Thursday, July 10, 2014

A Toast!

A toast to my wife. She turned 64. A more loving woman I cannot imagine, nor a more caring one. She is loyal, she is gentle, and she loves me more than I deserve. Yet I have taken care of her. She isn't good with financial issues and I have provided for her. She can buy things if she wants, we can enjoy good food, and our property is paid for. In retirement we can relax and bask in our mutual efforts to live in a rural, olde tyme way.

Yet intruding on this scene is my cancer history and her diabetes. We both have crosses to bear that may make our life short and our  time together brief. I pray not, so does she. The longer we live in "our" log cabin and improve our land and grow small crops the greater the ownership we feel. History is being lived and enjoyed, day after day, month after month and year after year. I am 69 and she is 64, we hope to have many more days of taking care of the land, growing things, and planting flower beds. We hope there is much grass to mow, and much land to clear that we may enjoy the look of the sun filtering through the trees and the filling the senses with joy and beauty.

It may sound surreal, and to some degree it is. However, we sit and drink our cocktails and talk of the flowers and watch the Downy Woodpecker come it to feed at the suet biscuit. We watch the dragon fly sit on the clothesline and dart to and fro snatching its meal that is too small for us to see. We watch ants march across the clothesline from 4:30 to 5:30 as if they had schedule to keep. We watch the dragon fly make room for them as they are not his prey. These are the things we watch and talk about.

**WHAT IS EXPECTED:**
Carry on the birthday toast to the writer's wife, starting right after its final sentence.

**DATA PROVIDED:**

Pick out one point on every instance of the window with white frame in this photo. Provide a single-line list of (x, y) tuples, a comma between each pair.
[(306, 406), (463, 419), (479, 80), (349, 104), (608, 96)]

**OUTPUT BELOW:**
We talk of the herb garden that I am working on preparing. We talk of what plants need water tomorrow. We talk of the Peaches coming ripe and how shall we process the bountiful crop it appears we are going to have. We talk with our children on the phone and laugh at their humor and rejoice in the success. We talk about what improvements we would like to make, but we enjoy what we have done already. "Blackie" the Black Walnut tree we uncovered from "honeysuckle" vine is flourishing in the light of day the freedom of weight on its branches. Bentley, a cherry tree forced to a right angle to the ground by the weight of the vines is presenting a wonderful, gravity defying attempt to grow, and we shall support it as we must. The small flower bed in front of Blackie and Bentley is thickening and looking better and better as the days move along.

Things are at peace in the house and home. We are growing old and both hope we have many more years to enjoy our efforts.